Germany pledges 80 million dollars for preservation of Auschwitz site

17 December 2010

The German government is to pay € 60 million (US$ 80 million) over the coming months into a fund for the preservation of the former Nazi death camp Auschwitz-Birkenau. Notably the former gas chambers and other evidence of crimes committed at the camp are deteriorating to the point of collapse. Germany is the largest of several donors contributing to the Auschwitz-Birkenau Fund, which was set up in 2009 to gather money to maintain the expanse that made up of the original camp, Auschwitz I (‘Stammlager’) and the nearby satellite camp Auschwitz III (Birkenau).

The camp was operated by the SS in occupied Poland during World War II until it was liberated on 27 January 1945 by Soviet troops. More than 1 million people, mostly Jews, died in the camp's gas chambers or through forced labor, disease or starvation. "Germany acknowledges its historic responsibility to keep the memory of the Holocaust alive and to pass it on to future generations," Foreign Minister Guido Westerwelle said in a statement. "Auschwitz-Birkenau is synonymous with the crimes of the Nazis. Today's memorial recalls these crimes."

REQUIRED ACTION 1 - List every cause of death that the given text names for the people who died in the camp.
REQUIRED ACTION 2 - Condense the paragraph of the given text that begins "The German government is to pay" into a short bulleted list that keeps its main facts.

[Saved data entries]
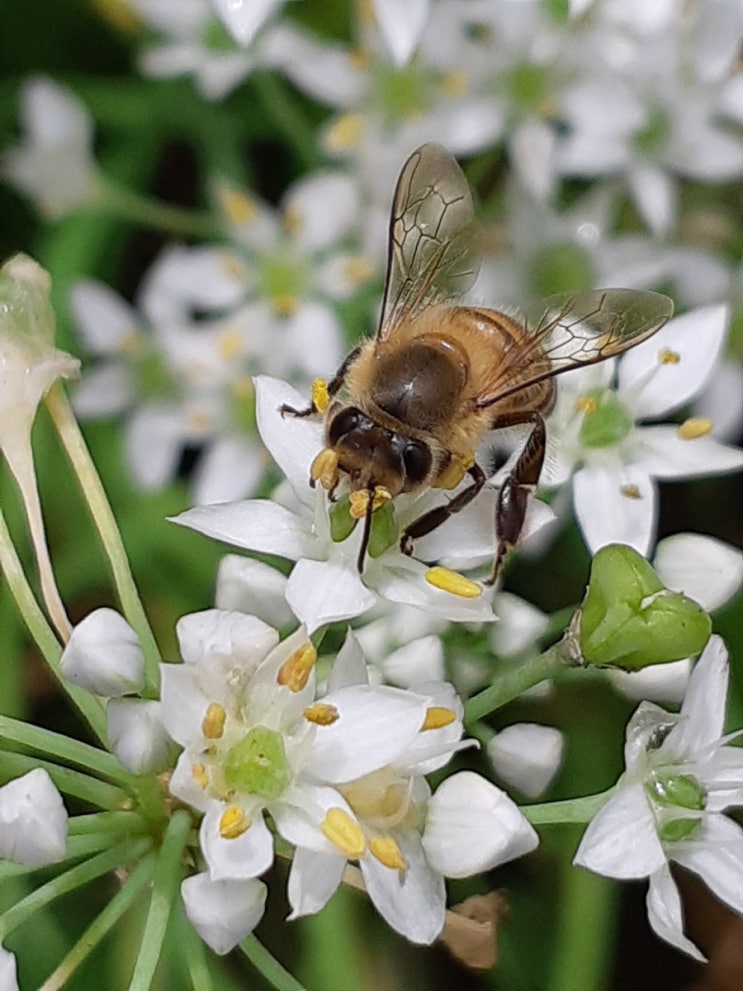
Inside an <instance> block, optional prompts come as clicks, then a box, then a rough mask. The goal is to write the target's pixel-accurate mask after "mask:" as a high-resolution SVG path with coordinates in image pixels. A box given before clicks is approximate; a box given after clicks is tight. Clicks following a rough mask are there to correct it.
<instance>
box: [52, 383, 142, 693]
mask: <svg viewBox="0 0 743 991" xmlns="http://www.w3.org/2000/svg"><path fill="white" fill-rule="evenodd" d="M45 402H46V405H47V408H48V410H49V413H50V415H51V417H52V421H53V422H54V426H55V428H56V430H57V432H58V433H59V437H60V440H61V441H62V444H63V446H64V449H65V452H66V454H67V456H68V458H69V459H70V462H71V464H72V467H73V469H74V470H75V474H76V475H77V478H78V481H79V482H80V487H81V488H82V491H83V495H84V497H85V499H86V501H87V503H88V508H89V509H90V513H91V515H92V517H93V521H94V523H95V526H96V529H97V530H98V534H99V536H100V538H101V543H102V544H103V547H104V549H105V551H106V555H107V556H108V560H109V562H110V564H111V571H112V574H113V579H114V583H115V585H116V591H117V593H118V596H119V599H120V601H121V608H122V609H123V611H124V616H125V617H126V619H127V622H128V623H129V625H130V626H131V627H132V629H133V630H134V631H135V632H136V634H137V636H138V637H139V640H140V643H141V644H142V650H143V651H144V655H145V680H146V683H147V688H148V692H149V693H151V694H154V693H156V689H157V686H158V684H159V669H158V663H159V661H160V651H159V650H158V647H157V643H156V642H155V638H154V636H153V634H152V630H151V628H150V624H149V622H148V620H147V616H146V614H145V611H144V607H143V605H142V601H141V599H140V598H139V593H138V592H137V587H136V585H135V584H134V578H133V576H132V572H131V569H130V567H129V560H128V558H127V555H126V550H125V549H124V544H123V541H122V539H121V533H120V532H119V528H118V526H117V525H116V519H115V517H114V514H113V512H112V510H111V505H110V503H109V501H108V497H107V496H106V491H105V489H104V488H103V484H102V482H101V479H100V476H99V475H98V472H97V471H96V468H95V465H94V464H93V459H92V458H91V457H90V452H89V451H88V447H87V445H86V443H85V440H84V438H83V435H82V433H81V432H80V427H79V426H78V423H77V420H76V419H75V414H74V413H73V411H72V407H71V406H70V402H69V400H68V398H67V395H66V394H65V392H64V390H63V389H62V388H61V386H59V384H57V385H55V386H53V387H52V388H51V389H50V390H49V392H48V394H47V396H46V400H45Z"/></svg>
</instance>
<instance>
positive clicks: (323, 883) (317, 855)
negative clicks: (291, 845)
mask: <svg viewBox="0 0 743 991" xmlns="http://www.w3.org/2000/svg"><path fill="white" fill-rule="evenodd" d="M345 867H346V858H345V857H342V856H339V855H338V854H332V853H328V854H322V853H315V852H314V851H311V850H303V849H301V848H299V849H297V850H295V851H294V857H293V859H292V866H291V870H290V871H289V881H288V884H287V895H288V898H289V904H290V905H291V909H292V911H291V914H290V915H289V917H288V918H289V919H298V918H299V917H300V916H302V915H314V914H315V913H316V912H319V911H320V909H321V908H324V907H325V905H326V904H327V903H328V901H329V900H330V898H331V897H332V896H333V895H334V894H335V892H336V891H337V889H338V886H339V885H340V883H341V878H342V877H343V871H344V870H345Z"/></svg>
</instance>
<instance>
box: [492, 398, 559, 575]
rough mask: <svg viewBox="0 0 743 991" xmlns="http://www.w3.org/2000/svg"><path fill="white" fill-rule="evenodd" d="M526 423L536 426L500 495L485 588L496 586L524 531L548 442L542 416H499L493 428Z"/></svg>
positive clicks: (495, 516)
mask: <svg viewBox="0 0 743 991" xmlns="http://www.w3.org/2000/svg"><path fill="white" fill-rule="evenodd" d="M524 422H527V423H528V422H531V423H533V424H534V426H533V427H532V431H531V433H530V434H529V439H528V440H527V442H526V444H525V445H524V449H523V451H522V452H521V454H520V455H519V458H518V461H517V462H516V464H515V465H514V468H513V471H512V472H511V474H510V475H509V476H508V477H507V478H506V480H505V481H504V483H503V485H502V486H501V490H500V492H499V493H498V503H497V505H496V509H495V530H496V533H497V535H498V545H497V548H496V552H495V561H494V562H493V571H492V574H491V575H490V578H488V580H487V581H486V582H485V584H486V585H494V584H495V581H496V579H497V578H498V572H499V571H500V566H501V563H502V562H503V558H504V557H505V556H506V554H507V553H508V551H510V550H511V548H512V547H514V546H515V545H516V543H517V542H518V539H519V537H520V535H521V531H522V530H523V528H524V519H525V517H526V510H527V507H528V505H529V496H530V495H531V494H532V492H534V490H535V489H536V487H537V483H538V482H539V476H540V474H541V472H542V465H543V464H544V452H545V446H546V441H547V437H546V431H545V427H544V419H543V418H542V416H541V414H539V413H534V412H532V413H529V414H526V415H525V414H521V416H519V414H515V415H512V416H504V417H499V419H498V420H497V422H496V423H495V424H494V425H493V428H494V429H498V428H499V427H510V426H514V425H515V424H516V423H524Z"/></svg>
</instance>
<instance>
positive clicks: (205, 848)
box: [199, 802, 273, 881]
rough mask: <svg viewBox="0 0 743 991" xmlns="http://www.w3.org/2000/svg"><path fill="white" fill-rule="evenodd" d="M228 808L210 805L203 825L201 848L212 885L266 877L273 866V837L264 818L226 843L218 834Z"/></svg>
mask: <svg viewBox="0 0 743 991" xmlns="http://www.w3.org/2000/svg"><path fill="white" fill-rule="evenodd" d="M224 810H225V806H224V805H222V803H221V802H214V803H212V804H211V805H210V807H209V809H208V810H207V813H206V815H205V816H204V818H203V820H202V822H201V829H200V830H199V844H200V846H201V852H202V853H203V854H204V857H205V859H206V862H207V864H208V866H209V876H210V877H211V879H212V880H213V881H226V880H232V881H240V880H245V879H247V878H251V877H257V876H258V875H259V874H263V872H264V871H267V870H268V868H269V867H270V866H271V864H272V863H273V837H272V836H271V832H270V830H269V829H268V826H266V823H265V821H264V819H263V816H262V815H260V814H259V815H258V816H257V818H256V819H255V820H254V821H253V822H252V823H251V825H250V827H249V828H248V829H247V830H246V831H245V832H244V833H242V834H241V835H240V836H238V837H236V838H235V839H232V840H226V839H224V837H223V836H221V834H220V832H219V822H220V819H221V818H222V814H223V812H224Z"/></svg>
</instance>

SOLUTION 1 -
- Gas chambers
- Forced labor
- Disease
- Starvation

SOLUTION 2 -
- The German government will pay € 60 million (US$ 80 million) over the coming months into a fund to preserve the former Nazi death camp Auschwitz-Birkenau.
- The former gas chambers and other evidence of the camp's crimes are deteriorating to the point of collapse.
- Germany is the largest of several donors to the Auschwitz-Birkenau Fund.
- The fund was set up in 2009 to maintain the original camp, Auschwitz I ('Stammlager'), and the nearby satellite camp Auschwitz III (Birkenau).